*Stated problem A*.
From the rows below, pick out and copy every line that contains the word "eyebrow".

*Document text*.
# S.F. Sodas box #5



## Lordbud (Jun 6, 2009)

Managed a few pictures before the camera's darn battery needed recharging.
 Here we have a C.A. Reiners & Co variant without the address.


----------



## Lordbud (Jun 6, 2009)

Here's the front or the back depending on your point of view embossed Classen & Co San Francisco.
 This is pretty common, and my finely scuffed and dinged specimen shows it's been around the block a few times.


----------



## Lordbud (Jun 6, 2009)

And the back or the front embossed Pacific Soda Works.
 This bottle is a nice deep aqua with a good strike but I'm just not into having anything cleaned/tumbled these days,
 a change in philosophy you might say -- keep it original.[8|]


----------



## Lordbud (Jun 6, 2009)

Here is a pair of round-base, blob-top sodas embossed: 
 Imperial Ginger Ale Co. S.F. - Cal.
 On the right one I dug in Sunset Park, on the left an example I found at De Anza College flea market years ago.
 Why this wasn't included in either edition of Markota's Western Blob Soda books I'll never know.


----------



## Lordbud (Jun 6, 2009)

*Supplied material*.
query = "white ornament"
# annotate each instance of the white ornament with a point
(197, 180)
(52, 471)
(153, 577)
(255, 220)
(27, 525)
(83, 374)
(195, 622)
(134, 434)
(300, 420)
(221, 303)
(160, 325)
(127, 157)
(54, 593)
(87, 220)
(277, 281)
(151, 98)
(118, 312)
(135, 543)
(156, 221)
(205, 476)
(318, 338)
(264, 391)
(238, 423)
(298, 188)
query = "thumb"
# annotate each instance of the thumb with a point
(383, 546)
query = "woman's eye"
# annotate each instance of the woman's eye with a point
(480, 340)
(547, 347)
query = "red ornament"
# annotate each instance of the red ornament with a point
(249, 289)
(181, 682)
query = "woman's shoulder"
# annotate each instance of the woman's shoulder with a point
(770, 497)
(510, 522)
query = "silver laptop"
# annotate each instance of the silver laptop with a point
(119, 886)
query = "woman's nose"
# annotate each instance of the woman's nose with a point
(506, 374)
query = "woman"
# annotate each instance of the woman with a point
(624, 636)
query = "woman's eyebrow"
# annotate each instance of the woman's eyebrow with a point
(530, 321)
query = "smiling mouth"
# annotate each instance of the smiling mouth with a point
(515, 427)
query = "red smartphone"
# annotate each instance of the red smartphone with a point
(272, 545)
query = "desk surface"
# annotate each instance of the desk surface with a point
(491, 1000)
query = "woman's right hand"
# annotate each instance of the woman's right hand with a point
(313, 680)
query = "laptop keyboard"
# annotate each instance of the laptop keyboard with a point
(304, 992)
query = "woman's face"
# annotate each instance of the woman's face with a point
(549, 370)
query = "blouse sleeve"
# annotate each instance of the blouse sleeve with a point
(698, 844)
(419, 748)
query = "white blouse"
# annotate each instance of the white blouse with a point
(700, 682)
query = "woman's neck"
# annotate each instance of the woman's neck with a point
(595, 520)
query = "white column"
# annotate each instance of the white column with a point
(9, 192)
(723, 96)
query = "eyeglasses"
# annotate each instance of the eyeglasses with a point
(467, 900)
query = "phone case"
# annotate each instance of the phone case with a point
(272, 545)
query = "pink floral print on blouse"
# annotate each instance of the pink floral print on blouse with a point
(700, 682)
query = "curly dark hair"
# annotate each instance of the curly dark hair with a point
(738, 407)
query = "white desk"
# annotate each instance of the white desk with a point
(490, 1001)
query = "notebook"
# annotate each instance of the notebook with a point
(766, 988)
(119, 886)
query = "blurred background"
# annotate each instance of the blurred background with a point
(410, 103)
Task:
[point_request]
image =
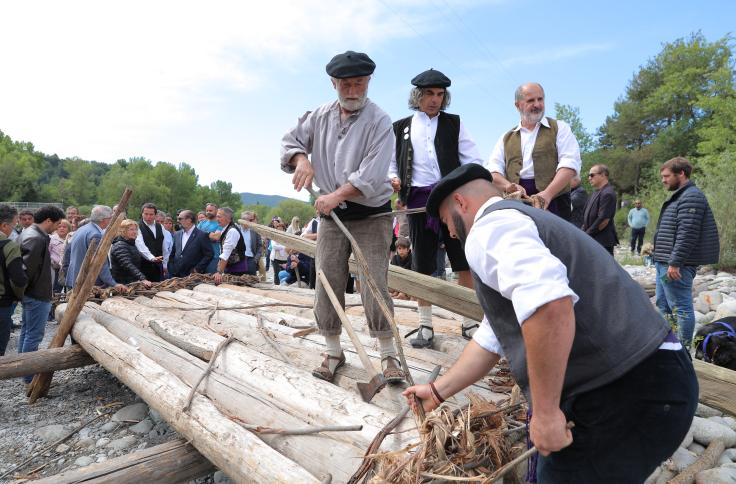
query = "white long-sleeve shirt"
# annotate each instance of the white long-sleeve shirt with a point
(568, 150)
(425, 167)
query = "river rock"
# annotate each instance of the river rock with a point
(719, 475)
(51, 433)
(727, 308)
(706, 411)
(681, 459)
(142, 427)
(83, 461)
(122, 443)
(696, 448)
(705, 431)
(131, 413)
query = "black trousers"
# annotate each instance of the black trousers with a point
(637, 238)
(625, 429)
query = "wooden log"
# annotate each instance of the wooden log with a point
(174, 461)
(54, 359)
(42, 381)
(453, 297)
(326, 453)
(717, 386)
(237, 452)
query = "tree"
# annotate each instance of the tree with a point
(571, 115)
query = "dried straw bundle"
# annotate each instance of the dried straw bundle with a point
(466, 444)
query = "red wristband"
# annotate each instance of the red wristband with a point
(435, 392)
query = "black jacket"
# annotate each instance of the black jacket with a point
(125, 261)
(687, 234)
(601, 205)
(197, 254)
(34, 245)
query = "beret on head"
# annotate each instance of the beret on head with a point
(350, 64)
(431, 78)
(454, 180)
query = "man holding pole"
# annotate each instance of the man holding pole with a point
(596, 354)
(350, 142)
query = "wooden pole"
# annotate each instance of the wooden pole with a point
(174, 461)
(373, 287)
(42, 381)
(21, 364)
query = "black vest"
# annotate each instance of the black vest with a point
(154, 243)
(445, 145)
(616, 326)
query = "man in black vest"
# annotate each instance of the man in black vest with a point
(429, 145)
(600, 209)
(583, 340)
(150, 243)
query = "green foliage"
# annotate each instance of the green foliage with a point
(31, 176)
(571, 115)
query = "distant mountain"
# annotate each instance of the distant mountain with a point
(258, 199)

*Stated problem B*.
Repeat the entire forum thread on San Francisco soda bottles above, word for word.

*Expected output A*.
query = "woman's eyebrow"
# annotate each instance of the woman's eyebrow with a point

*Expected output B*.
# S.F. Sodas box #5



## Lordbud (Jun 6, 2009)

Managed a few pictures before the camera's darn battery needed recharging.
 Here we have a C.A. Reiners & Co variant without the address.


----------



## Lordbud (Jun 6, 2009)

Here's the front or the back depending on your point of view embossed Classen & Co San Francisco.
 This is pretty common, and my finely scuffed and dinged specimen shows it's been around the block a few times.


----------



## Lordbud (Jun 6, 2009)

And the back or the front embossed Pacific Soda Works.
 This bottle is a nice deep aqua with a good strike but I'm just not into having anything cleaned/tumbled these days,
 a change in philosophy you might say -- keep it original.[8|]


----------



## Lordbud (Jun 6, 2009)

Here is a pair of round-base, blob-top sodas embossed: 
 Imperial Ginger Ale Co. S.F. - Cal.
 On the right one I dug in Sunset Park, on the left an example I found at De Anza College flea market years ago.
 Why this wasn't included in either edition of Markota's Western Blob Soda books I'll never know.


----------



## Lordbud (Jun 6, 2009)